- **Source material**
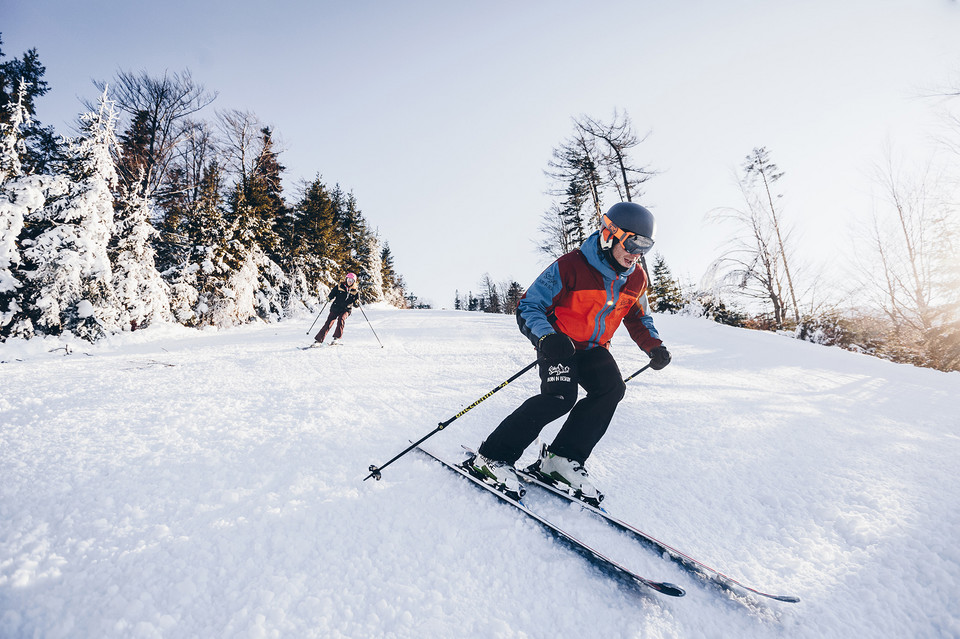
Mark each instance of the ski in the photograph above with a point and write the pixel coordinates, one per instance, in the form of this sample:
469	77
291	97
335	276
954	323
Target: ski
531	476
605	564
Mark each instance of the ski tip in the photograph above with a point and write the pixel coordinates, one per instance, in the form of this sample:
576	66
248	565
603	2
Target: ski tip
671	590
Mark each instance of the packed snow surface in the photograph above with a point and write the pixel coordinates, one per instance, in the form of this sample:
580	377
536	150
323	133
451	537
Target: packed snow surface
179	483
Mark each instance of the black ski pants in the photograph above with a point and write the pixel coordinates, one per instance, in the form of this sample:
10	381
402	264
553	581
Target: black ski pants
598	373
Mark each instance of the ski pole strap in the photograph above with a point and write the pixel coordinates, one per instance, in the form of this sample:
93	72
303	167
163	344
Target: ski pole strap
637	373
375	470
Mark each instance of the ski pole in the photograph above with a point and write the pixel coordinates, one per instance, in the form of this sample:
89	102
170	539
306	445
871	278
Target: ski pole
637	373
371	326
375	470
309	330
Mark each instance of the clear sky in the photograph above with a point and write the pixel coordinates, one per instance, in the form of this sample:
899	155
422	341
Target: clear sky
440	116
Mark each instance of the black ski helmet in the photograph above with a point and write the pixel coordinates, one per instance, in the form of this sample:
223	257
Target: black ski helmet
633	225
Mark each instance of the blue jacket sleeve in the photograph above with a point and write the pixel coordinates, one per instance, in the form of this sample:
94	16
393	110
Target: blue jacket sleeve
535	307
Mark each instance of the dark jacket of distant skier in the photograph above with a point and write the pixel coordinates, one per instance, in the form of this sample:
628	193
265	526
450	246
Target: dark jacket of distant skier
343	298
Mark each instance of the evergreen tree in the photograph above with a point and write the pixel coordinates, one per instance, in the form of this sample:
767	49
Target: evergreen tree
69	272
491	298
263	196
370	275
21	82
142	294
514	293
664	294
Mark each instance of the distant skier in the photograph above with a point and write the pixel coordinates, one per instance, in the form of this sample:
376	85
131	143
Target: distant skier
344	298
570	313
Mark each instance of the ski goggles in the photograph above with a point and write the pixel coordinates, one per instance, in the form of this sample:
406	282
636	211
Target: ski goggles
631	242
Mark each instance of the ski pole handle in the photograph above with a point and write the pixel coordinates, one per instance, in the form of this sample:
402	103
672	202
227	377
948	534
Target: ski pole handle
637	373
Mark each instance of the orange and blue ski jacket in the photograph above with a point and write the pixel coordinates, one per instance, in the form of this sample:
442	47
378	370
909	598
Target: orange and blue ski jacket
583	297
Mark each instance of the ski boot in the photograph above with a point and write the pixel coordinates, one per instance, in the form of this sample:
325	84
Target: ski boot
569	474
501	475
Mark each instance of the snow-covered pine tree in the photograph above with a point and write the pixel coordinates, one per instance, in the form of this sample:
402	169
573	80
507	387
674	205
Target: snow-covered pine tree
66	261
664	295
16	199
393	288
141	292
371	275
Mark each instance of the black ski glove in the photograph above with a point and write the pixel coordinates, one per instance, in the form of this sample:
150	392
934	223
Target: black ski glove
659	357
555	347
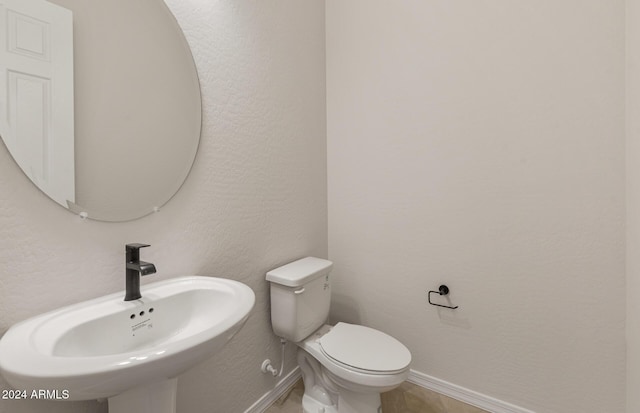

- **Exercise instructions**
Restate the listing word for word. Pictures do not belong in the copy.

- **Output for this exercise**
Mark each instance of the ski in the photograph above with a point and write the pixel coordinates, one per instance, in the form of this sample:
469	77
291	97
335	276
954	323
Target: ski
531	476
605	564
Mark each instance of the ski tip in the photograph above with a point and write the pixel coordinates, one per instance, in the form of this sample:
576	66
248	565
603	2
Target: ski tip
671	590
Mark each instance of the packed snow surface in the photograph above with a point and write the pixel coordinates, one per instance, in the form of this sample:
580	377
536	150
323	133
451	537
Target: packed snow surface
179	483
Mark each instance of the black ski pants in the photograph above with a point and write the pixel coordinates, one per instance, in the form of this sample:
10	381
402	264
553	581
Target: black ski pants
598	373
Mark each instance of the ski pole strap in the photograph above with a point and write the pixel coordinates, one per instance, in the form of this sample:
93	72
303	167
163	344
Target: ski pole strap
637	373
375	470
Mark each instance of the ski pole in the photograph above with a point and write the pixel coordinates, one per instance, in the form of this sample:
89	102
170	539
306	445
871	278
Target: ski pole
637	373
371	326
375	470
309	330
Mark each instance of the clear sky in the photograph above with a point and write the pixel coordinates, one per instance, in the form of this sample:
899	155
422	341
Target: clear sky
440	116
Mark each instance of the black ski helmet in the photograph above with a point and write the pixel coordinates, one per instance, in the form of this sample:
223	257
Target: black ski helmet
633	225
Mark each instance of the blue jacket sleeve in the photograph above with a point and write the pixel coordinates, one per instance, in the form of this sample:
94	16
393	110
Target: blue jacket sleeve
535	307
Mark each instance of the dark jacket of distant skier in the photograph above with a point and write the pixel coordinates, one per instance, in the form of this sample:
628	193
265	526
450	246
Target: dark jacket of distant skier
343	298
Mark each instance of the evergreen tree in the photograph above with a point and write the pixel coordinates, one per instance, in the form of this sample:
767	49
Target: evergreen tree
69	272
491	298
263	196
370	275
21	82
142	294
514	293
664	294
Mark each instance of the distant skier in the photograph above with a point and write the pixel coordinates, one per instance, in the form of this sample:
376	85
131	143
Target: distant skier
344	298
570	313
Mark each instance of the ski goggles in the photograph above with a point and write the pixel coordinates, one per instance, in the form of this sample:
406	282
636	211
Target: ski goggles
631	242
Mark each instance of the ski pole handle in the photograph above with a point and write the pixel coordinates, one per instance, in the form of this sample:
402	103
672	202
227	377
948	534
Target: ski pole handle
637	373
Mark each instance of the orange and blue ski jacket in the photograph above with a point and write the pixel coordinates, one per instance, in the form of this sample:
442	47
378	370
909	598
Target: orange and blue ski jacket
583	297
Mark each instance of the ski boot in the photograph above with a point and write the pixel coordinates, one per instance, in the form of this sample:
325	84
Target: ski boot
569	474
501	475
Mark each instance of the snow-covered pine tree in the photograph above with a point and write the pixel coordinates, one per instance, in the form of this sample:
402	169
573	80
507	387
674	205
Target: snow-covered pine tree
66	261
664	295
16	199
393	288
141	292
371	275
Mark each instance of the black ski glove in the photograph above with a point and write the pixel coordinates, one per instance, in the form of this sample:
150	392
934	223
Target: black ski glove
659	357
555	347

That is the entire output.